§ DATA FOR THIS TASK:
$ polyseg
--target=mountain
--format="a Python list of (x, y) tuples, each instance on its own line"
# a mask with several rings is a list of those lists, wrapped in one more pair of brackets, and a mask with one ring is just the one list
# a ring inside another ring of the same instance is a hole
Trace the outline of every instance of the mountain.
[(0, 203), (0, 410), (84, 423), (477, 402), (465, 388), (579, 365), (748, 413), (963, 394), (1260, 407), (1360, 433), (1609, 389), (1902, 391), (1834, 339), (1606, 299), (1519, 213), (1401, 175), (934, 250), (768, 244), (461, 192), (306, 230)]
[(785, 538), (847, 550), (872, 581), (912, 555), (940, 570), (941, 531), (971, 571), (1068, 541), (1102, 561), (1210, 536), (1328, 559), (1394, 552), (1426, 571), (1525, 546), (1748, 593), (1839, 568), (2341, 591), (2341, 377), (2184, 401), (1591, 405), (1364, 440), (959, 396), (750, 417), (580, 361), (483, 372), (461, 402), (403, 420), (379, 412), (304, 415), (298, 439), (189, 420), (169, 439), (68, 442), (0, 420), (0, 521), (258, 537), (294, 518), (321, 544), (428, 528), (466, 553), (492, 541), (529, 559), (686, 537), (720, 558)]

§ WHAT IS BEING ASKED: Retype the data. Every line must match the original exactly.

§ RESPONSE FOR THIS EXERCISE:
$ polyseg
--target=mountain
--format="a Python list of (x, y) tuples, each instance on its own line"
# a mask with several rings is a list of those lists, wrapped in one more pair of brackets, and a mask with one ring is just the one list
# a ring inside another ring of the same instance is a hole
Trace the outline of every instance of the mountain.
[(0, 203), (0, 410), (84, 423), (477, 402), (465, 388), (579, 365), (748, 413), (963, 394), (1260, 407), (1360, 433), (1609, 389), (1902, 391), (1834, 339), (1606, 299), (1519, 213), (1401, 175), (934, 250), (768, 244), (461, 192), (306, 230)]
[(785, 538), (847, 550), (872, 581), (912, 555), (940, 570), (941, 531), (971, 571), (1068, 541), (1102, 561), (1210, 536), (1328, 559), (1394, 552), (1426, 571), (1525, 546), (1748, 593), (1839, 568), (2341, 591), (2341, 377), (2184, 401), (1591, 405), (1364, 440), (959, 396), (750, 417), (580, 361), (483, 372), (461, 402), (403, 420), (379, 412), (304, 415), (298, 439), (189, 420), (169, 439), (68, 442), (0, 420), (0, 521), (258, 537), (294, 518), (321, 544), (428, 528), (466, 553), (492, 541), (529, 559), (686, 537), (720, 558)]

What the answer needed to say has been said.